Ausgewählte Textstelle:
____

Helmut Kohl im Sauseschritt

Der Besuch in Auschwitz-Birkenau geriet dem Kanzler zur Pflichtübung „In deutschem Namen unsagbares Leid“ / Abschlußerklärung unterzeichnet  ■  Aus Warschau Ch.Wiedemann

Das war nun der lang erwartete und lang umstrittene Akt: Im Eiltempo besuchte Helmut Kohl als erster konservativer Kanzler gestern an seinem letzten Tag in Polen das ehemalige Konzentrationslager Auschwitz-Birkenau. Die Delegation, darunter auch Ministerin Lehr, und der Journalistentroß bewegten sich teilweise im Laufschritt durch das Gelände der größten NS-Vernichtungsstätte. Vor der Gaskammer warteten bereits die Busse mit laufendem Motor. Angeblich drängten die Protokollbeamten so zur Eile, weil der polnische Ministerpräsident Mazowiecki sein anschließendes Gespräch mit Kohl verlängern wollte. Eine Gruppe ehemaliger KZ -Häftlinge und Zwangsarbeiter protestierte gegen den Abschluß deutsch-polnischer Vereinbarungen, weil sie die Entschädigungsfrage aussparen. Die Demonstranten wurden aber nicht in die Nähe Kohls gelassen.

____

Vorliegende Datensätze:
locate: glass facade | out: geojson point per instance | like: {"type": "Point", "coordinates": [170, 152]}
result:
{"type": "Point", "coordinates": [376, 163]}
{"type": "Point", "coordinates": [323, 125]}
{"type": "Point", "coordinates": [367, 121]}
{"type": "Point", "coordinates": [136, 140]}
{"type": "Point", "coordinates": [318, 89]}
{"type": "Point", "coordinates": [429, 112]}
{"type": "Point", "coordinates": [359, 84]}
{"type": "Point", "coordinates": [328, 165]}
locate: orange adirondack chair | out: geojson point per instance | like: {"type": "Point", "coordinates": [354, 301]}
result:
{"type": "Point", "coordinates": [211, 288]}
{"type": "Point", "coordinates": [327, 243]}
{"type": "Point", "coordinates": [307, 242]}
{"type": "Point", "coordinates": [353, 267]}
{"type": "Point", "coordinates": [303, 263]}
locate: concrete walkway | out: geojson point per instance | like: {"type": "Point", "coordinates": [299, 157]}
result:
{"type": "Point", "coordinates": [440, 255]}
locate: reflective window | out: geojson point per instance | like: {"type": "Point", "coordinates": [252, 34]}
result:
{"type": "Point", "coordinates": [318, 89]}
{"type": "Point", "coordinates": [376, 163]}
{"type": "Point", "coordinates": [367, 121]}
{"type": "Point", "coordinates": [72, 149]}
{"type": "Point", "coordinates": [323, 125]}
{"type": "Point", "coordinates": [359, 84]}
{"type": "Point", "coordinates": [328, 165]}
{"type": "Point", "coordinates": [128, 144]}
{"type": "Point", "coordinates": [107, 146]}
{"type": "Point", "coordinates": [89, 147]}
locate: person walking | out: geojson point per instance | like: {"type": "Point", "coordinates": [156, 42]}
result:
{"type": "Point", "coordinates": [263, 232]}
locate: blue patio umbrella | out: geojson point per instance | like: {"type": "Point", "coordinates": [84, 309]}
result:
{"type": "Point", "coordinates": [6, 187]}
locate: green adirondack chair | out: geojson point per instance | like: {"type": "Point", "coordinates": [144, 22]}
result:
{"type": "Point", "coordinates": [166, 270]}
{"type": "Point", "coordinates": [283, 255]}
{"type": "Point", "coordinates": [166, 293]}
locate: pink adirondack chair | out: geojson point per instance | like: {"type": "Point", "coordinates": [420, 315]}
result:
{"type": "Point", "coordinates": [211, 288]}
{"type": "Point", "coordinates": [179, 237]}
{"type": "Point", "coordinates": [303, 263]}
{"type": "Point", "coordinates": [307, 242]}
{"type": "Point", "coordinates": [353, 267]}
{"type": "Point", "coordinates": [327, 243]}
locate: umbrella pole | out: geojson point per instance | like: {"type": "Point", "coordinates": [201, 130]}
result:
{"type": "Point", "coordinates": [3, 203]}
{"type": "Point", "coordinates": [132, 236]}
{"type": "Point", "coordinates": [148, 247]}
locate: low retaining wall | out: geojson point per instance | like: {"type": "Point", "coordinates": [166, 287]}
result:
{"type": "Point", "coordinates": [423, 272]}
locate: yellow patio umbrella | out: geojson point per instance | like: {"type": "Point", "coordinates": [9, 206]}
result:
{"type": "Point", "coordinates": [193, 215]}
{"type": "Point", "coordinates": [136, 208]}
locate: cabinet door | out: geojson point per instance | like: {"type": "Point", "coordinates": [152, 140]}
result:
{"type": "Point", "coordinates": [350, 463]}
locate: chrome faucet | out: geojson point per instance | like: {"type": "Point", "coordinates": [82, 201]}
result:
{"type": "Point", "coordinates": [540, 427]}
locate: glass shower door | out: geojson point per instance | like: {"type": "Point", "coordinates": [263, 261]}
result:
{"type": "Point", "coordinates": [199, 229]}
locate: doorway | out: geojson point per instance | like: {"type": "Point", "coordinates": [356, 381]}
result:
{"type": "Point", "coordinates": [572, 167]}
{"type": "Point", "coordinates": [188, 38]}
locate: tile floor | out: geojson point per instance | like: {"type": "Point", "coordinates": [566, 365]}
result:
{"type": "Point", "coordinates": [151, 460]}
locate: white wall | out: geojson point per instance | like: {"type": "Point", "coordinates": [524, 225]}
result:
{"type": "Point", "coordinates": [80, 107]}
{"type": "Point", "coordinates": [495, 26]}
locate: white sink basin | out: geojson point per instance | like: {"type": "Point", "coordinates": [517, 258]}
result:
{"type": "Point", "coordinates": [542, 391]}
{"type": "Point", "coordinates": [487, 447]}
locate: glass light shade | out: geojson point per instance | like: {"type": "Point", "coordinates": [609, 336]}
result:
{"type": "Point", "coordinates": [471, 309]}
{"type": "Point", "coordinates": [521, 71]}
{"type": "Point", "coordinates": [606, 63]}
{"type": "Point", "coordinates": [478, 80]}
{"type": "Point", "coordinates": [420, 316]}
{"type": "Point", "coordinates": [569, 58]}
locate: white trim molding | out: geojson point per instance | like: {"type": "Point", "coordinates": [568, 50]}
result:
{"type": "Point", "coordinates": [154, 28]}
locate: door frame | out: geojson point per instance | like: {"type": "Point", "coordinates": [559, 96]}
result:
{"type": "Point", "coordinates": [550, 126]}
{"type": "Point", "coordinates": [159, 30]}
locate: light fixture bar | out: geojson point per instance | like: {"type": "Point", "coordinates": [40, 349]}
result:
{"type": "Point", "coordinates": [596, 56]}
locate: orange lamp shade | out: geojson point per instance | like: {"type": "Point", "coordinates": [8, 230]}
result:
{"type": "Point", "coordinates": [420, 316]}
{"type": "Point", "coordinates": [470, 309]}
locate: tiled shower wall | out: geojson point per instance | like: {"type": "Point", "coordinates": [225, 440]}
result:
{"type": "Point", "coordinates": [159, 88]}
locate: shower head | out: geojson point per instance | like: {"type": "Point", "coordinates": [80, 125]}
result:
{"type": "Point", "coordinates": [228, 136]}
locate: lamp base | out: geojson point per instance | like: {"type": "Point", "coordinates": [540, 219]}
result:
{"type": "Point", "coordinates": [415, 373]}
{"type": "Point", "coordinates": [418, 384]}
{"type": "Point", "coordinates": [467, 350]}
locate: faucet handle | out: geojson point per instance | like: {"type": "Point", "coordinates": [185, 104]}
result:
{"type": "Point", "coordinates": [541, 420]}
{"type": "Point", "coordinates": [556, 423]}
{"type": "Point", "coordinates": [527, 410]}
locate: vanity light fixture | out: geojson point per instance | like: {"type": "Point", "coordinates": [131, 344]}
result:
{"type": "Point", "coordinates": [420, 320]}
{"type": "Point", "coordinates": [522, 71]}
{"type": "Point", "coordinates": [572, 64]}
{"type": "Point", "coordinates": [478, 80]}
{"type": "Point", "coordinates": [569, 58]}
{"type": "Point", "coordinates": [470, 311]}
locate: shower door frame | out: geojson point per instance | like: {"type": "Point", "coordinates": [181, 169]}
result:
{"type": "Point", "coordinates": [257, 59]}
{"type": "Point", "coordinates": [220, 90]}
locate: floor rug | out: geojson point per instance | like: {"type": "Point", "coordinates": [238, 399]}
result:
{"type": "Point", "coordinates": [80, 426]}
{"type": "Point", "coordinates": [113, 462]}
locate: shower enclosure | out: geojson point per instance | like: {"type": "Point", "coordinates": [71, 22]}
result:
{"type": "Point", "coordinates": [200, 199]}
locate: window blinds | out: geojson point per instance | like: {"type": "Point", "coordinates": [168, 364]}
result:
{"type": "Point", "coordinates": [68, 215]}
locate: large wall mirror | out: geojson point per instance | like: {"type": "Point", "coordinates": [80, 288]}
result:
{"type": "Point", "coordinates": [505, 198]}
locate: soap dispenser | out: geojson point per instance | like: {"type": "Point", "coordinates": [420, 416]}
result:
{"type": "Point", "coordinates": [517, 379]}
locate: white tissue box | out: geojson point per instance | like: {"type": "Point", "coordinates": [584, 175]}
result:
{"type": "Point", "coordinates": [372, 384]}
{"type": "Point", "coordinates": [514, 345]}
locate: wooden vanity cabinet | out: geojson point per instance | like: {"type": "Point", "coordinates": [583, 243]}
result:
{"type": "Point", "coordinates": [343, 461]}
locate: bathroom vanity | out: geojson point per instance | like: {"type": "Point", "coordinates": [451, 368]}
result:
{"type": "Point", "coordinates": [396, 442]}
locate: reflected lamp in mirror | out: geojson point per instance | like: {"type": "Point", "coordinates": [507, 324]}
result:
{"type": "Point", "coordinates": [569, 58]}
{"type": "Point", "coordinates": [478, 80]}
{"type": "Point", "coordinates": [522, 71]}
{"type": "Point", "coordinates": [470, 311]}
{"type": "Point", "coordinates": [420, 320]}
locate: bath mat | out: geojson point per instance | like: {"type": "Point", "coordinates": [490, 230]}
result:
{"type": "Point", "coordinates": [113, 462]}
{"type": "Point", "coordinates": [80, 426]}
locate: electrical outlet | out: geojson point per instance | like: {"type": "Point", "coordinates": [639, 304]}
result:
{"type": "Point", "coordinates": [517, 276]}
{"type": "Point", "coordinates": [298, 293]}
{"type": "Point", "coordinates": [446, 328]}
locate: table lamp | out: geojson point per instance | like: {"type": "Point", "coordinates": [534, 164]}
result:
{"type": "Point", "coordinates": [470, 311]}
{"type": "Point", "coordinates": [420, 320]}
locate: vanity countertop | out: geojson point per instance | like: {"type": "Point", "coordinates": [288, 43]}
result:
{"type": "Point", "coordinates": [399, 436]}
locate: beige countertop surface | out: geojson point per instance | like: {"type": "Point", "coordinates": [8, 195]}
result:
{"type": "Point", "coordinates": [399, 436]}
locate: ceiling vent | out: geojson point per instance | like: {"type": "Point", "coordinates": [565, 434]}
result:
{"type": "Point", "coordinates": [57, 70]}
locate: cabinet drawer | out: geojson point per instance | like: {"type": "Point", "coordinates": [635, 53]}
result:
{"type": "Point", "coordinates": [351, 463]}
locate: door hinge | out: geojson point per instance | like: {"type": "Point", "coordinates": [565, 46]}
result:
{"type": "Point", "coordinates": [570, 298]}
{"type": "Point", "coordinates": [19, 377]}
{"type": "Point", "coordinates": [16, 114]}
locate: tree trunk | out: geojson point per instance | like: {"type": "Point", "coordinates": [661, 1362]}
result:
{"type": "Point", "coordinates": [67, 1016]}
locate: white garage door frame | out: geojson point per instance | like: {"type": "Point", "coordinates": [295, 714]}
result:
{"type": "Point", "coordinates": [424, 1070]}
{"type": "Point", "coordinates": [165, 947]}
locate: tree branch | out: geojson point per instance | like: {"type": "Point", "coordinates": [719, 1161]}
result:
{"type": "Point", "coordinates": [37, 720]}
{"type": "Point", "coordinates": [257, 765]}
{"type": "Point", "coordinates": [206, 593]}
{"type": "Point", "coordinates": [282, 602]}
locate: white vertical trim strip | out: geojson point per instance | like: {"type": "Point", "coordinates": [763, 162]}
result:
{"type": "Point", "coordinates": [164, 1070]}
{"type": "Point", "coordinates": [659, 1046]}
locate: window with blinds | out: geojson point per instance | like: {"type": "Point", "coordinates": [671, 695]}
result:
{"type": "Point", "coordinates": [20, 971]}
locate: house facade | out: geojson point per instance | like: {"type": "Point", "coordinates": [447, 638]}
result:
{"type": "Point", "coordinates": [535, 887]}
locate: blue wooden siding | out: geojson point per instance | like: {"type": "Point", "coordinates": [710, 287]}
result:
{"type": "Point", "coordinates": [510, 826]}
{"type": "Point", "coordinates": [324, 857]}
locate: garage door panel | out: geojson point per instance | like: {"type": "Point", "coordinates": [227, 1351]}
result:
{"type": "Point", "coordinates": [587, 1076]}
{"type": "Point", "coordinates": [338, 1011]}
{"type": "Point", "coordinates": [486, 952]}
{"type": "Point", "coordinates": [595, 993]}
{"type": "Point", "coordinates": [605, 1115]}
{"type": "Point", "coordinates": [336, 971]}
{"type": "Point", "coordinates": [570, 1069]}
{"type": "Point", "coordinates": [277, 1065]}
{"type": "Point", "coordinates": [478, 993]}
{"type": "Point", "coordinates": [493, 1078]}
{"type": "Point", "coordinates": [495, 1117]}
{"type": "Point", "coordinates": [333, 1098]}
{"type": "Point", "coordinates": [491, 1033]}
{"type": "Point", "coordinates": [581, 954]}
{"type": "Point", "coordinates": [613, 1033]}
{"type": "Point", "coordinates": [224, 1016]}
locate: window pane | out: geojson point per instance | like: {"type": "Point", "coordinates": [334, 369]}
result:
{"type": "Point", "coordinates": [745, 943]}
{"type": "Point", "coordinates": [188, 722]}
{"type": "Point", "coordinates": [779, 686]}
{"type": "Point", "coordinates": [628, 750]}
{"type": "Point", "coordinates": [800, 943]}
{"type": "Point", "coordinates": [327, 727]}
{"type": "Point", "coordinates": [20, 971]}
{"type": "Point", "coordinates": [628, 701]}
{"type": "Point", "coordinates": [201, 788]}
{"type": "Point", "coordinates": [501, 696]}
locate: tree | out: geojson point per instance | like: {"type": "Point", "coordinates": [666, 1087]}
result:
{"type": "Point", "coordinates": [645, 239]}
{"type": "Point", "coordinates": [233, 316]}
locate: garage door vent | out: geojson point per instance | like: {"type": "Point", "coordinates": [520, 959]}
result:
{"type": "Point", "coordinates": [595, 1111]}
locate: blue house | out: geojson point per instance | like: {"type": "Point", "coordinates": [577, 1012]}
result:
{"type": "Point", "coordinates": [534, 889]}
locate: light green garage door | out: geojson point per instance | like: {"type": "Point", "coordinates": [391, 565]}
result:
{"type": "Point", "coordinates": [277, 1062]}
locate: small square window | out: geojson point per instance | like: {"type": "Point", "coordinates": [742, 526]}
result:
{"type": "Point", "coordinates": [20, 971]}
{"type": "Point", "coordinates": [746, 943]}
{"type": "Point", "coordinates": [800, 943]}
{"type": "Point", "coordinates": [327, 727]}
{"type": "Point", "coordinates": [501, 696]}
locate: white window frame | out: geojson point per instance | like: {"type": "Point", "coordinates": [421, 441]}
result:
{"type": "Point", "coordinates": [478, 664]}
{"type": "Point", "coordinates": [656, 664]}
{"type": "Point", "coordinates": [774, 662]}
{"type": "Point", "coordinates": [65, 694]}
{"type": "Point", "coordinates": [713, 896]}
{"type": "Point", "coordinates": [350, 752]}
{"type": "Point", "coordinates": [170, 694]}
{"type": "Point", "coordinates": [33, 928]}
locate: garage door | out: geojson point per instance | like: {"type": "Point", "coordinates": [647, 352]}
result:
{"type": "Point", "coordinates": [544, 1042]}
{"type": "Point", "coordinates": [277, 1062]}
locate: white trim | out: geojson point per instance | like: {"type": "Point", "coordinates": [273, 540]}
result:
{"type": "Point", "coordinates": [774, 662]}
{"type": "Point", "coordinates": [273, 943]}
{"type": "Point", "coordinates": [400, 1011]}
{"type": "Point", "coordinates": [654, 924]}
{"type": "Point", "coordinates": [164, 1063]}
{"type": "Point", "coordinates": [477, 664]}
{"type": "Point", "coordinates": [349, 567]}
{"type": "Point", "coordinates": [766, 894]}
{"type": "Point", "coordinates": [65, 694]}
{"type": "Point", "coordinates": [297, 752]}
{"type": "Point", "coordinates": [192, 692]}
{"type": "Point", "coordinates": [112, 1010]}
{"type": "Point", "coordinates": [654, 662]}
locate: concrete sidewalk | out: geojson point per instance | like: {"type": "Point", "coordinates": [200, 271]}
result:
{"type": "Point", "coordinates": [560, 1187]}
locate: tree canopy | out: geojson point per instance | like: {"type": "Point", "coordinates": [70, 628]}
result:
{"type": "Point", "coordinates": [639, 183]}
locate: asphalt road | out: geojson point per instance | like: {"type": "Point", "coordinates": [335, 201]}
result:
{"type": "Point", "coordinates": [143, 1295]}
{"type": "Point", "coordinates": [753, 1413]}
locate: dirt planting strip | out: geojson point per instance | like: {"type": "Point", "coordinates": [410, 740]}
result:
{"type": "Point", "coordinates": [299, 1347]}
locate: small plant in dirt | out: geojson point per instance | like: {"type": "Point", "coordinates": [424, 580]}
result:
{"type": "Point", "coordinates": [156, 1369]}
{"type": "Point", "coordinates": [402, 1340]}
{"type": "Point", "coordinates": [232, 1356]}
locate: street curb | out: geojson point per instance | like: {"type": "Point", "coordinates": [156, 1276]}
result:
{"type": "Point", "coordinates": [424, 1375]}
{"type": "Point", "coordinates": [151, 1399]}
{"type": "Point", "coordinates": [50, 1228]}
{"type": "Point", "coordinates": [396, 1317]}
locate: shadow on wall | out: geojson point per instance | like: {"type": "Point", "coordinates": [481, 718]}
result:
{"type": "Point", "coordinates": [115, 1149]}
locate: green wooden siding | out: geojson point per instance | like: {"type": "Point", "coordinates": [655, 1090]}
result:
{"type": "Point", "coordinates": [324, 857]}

____

Arbeitsauftrag:
Beantworten Sie anhand der Textstelle über Kohls Besuch in Auschwitz-Birkenau diese Fragen:
1. Welche Ministerin gehörte der Delegation an?
2. Was wartete vor der Gaskammer bereits?
3. Wogegen protestierte eine Gruppe ehemaliger KZ-Häftlinge und Zwangsarbeiter, und mit welcher Begründung?
Die Datensätze stehen in keinem Zusammenhang mit der Textstelle.

Das Ergebnis:
1. Ministerin Lehr.
2. Die Busse mit laufendem Motor.
3. Gegen den Abschluss deutsch-polnischer Vereinbarungen, weil diese die Entschädigungsfrage aussparen.